# Exercise
Can you arrange the material below as a JSON list of strings, one string per line, with blank lines dropped and the pictures left out?

# Dataset records
##########

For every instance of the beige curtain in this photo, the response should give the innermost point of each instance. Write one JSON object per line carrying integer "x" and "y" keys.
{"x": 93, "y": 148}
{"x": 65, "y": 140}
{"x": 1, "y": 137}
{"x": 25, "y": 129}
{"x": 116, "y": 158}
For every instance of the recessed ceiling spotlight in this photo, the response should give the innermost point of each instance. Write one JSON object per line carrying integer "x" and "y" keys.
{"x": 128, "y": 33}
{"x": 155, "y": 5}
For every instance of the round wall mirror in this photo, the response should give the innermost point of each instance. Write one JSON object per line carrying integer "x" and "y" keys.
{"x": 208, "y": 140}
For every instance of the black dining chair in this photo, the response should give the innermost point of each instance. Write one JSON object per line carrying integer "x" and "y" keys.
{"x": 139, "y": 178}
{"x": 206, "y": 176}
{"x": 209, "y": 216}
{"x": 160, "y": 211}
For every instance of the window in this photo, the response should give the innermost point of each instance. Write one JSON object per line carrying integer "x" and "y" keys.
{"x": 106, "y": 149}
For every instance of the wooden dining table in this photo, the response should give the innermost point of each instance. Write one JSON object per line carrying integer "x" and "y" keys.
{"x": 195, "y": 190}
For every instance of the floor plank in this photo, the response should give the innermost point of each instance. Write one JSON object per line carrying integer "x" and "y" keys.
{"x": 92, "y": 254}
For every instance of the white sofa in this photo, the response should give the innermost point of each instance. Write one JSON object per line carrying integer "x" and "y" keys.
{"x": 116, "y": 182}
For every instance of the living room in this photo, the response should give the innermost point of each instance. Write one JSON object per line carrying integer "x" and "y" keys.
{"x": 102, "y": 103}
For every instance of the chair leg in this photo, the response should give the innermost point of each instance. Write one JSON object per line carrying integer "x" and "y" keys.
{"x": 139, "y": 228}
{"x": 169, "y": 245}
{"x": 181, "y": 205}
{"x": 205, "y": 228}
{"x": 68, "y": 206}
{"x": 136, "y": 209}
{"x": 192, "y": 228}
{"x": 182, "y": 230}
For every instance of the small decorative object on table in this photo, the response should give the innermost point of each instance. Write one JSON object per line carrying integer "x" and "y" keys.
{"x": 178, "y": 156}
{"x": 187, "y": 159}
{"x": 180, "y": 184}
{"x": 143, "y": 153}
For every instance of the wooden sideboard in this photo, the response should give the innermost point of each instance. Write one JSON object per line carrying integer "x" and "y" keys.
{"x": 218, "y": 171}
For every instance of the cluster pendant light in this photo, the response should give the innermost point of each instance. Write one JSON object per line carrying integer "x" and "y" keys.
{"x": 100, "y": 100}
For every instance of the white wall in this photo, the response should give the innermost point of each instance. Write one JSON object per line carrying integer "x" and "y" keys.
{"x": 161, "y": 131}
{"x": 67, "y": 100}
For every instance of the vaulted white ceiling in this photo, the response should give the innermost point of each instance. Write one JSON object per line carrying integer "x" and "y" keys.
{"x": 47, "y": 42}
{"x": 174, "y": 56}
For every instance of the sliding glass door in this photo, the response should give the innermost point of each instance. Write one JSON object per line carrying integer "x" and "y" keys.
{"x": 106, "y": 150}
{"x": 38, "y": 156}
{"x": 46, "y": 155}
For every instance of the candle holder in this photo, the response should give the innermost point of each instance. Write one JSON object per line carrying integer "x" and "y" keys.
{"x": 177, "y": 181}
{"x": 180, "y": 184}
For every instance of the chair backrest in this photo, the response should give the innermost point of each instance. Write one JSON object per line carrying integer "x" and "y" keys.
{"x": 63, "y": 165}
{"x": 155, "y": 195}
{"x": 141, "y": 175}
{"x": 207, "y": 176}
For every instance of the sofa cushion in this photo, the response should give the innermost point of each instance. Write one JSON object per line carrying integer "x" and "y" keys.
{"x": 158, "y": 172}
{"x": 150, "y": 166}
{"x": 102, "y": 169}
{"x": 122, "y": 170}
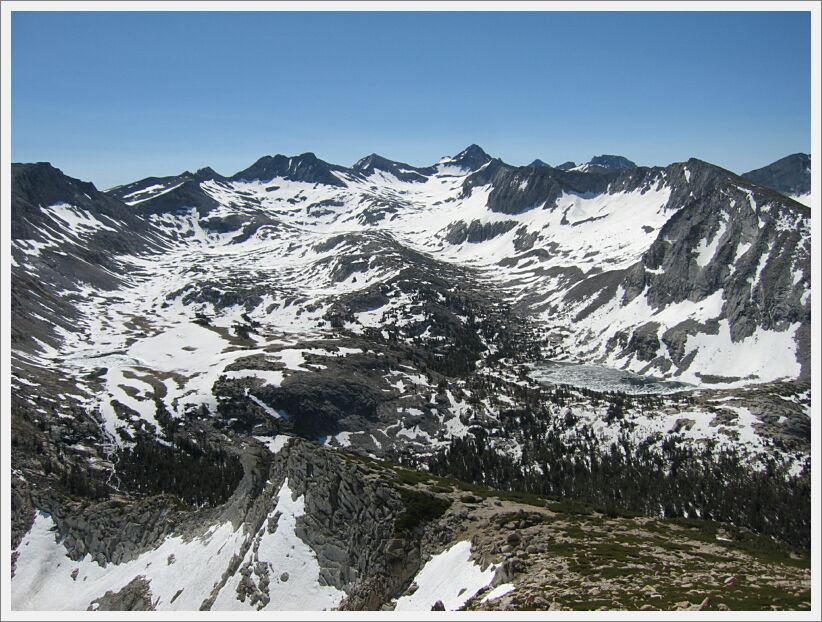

##########

# Correct result
[
  "For every instance of the beige curtain in this photo, the response should give the innermost point of each instance. Write one JSON object per line carrying integer \"x\" and \"y\" keys.",
  "{\"x\": 93, \"y\": 148}",
  "{\"x\": 65, \"y\": 140}",
  "{\"x\": 1, \"y\": 137}",
  "{\"x\": 25, \"y\": 129}",
  "{\"x\": 116, \"y\": 158}",
  "For every instance of the recessed ceiling spotlight in this photo, the response should give the innermost point of each instance. Write one JSON object per line carrying integer \"x\" and \"y\" keys.",
  "{\"x\": 128, \"y\": 33}",
  "{\"x\": 155, \"y\": 5}",
  "For every instance of the round wall mirror in this photo, the response should give the innermost point of each instance. Write one JSON object per line carrying integer \"x\" and \"y\" keys.",
  "{\"x\": 208, \"y\": 140}",
  "For every instance of the black dining chair in this photo, the response should give the innermost point of each instance. Write one JSON object per line carrying integer \"x\" and \"y\" keys.",
  "{\"x\": 139, \"y\": 178}",
  "{\"x\": 206, \"y\": 176}",
  "{\"x\": 209, \"y\": 216}",
  "{\"x\": 160, \"y\": 211}",
  "For every instance of the window in this photo, the response should give the innermost point of each instance. Write one JSON object per line carrying integer \"x\" and \"y\" keys.",
  "{\"x\": 106, \"y\": 149}",
  "For every instance of the wooden dining table in this photo, the response should give the innermost point of each instance. Write one JSON object per line carrying integer \"x\" and \"y\" keys.",
  "{\"x\": 195, \"y\": 190}",
  "For every instance of the floor plank in this photo, the response should give the innermost point of each instance. Write one JSON object per line carrying integer \"x\" and \"y\" keys.",
  "{\"x\": 92, \"y\": 254}",
  "For every instance of the white sofa in this photo, the response should give the innermost point of each instance. Write one JSON object per line carrying integer \"x\" and \"y\" keys.",
  "{\"x\": 116, \"y\": 182}",
  "For every instance of the living room in this photo, the response should give the innermost point of each instance. Write one JSON object per line carrying integer \"x\" and \"y\" keys.",
  "{\"x\": 102, \"y\": 103}",
  "For every instance of the chair leg in this photo, the response should give the innermost point of each instance. Write one JSON object per line carrying integer \"x\" and \"y\" keys.",
  "{\"x\": 139, \"y\": 228}",
  "{\"x\": 169, \"y\": 245}",
  "{\"x\": 181, \"y\": 205}",
  "{\"x\": 205, \"y\": 228}",
  "{\"x\": 68, \"y\": 206}",
  "{\"x\": 136, \"y\": 209}",
  "{\"x\": 192, \"y\": 228}",
  "{\"x\": 182, \"y\": 230}",
  "For every instance of the small decorative object on table in this photo, the response should give the innermost point of each instance. Write one JSON object per line carrying integer \"x\" and \"y\" keys.",
  "{\"x\": 178, \"y\": 156}",
  "{\"x\": 187, \"y\": 159}",
  "{\"x\": 180, \"y\": 184}",
  "{\"x\": 143, \"y\": 153}",
  "For every instance of the wooden sideboard in this photo, the response should give the innermost point of each instance. Write one JSON object per line carrying integer \"x\" and \"y\" keys.",
  "{\"x\": 218, \"y\": 171}",
  "For every instance of the cluster pendant light in this photo, the response should give the innermost point of each instance. Write one JSON object per line carrying integer \"x\" and \"y\" keys.",
  "{\"x\": 100, \"y\": 100}",
  "For every instance of the white wall in this photo, the response should give the innermost point of each instance. Write one JSON object per line carrying integer \"x\" and \"y\" keys.",
  "{\"x\": 161, \"y\": 131}",
  "{\"x\": 67, \"y\": 100}",
  "For every instance of the vaulted white ceiling in this photo, the response should give the innermost point of each instance. Write one JSON object per line carrying integer \"x\" and \"y\" keys.",
  "{\"x\": 47, \"y\": 42}",
  "{\"x\": 174, \"y\": 56}",
  "For every instance of the sliding glass door in this photo, the response should give the innermost point of each instance. Write one JSON object per line carrying integer \"x\" and \"y\" keys.",
  "{\"x\": 106, \"y\": 150}",
  "{\"x\": 38, \"y\": 156}",
  "{\"x\": 46, \"y\": 155}",
  "For every instance of the candle holder in this photo, the response should give the innermost point of each instance. Write one JSON object per line carrying integer \"x\" and \"y\" keys.",
  "{\"x\": 177, \"y\": 181}",
  "{\"x\": 180, \"y\": 184}",
  "For every instance of the chair backrest in this photo, the response should give the innermost point of each instance. Write one JSON object per line carrying integer \"x\" and \"y\" keys.",
  "{\"x\": 63, \"y\": 165}",
  "{\"x\": 155, \"y\": 195}",
  "{\"x\": 141, \"y\": 175}",
  "{\"x\": 207, \"y\": 176}",
  "For every instance of the sofa cushion in this photo, the response should give the innermost point of each instance. Write one JSON object per line carrying integer \"x\" and \"y\" keys.",
  "{\"x\": 158, \"y\": 172}",
  "{\"x\": 150, \"y\": 166}",
  "{\"x\": 102, \"y\": 169}",
  "{\"x\": 122, \"y\": 170}"
]